[TASK DIRECTIONS] Restate the data word for word and leave the images out.

[PROVIDED ENTRIES]
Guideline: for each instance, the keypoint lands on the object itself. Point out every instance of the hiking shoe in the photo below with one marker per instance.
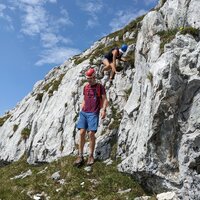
(90, 161)
(79, 161)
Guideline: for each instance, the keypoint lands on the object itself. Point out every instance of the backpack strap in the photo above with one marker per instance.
(85, 87)
(98, 89)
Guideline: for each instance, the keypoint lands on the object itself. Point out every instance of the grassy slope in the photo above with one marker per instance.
(103, 182)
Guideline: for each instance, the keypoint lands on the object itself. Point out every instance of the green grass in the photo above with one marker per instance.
(3, 119)
(190, 30)
(39, 97)
(117, 116)
(103, 182)
(127, 93)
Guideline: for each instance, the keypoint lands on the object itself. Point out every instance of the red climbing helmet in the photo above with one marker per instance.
(90, 73)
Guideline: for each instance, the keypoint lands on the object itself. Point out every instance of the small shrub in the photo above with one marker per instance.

[FINAL ANSWER]
Guideline: for each instance, the keypoint lands on the object itself. Point out every instance of the hiking shoe in the photo below with one marker per instance.
(90, 161)
(79, 161)
Guideline: for each instance, the keypoint lands on the object itself. Point out every instance of the backpack strap in the photo above with one marker per instance.
(85, 87)
(98, 89)
Guideline: for each instance, the keypoint lands on the object itself. Point out every instance of the grassy slope in the photo above with one marker per instance.
(103, 182)
Guideline: for each instance, the keypoint lands on the object itself. Point out every instance of the green grass in the photo above with one marker per instance.
(3, 119)
(190, 30)
(39, 97)
(117, 116)
(103, 182)
(127, 93)
Guideline: for each instance, the keypoint lands on the object itself. Point out every instance of the red climbing helmet in the photo above with one marker per instance.
(90, 73)
Guideline: for each instance, the keypoint lands on the object itself. Point out every instance of the small shrub in the photo above with one marker per instance.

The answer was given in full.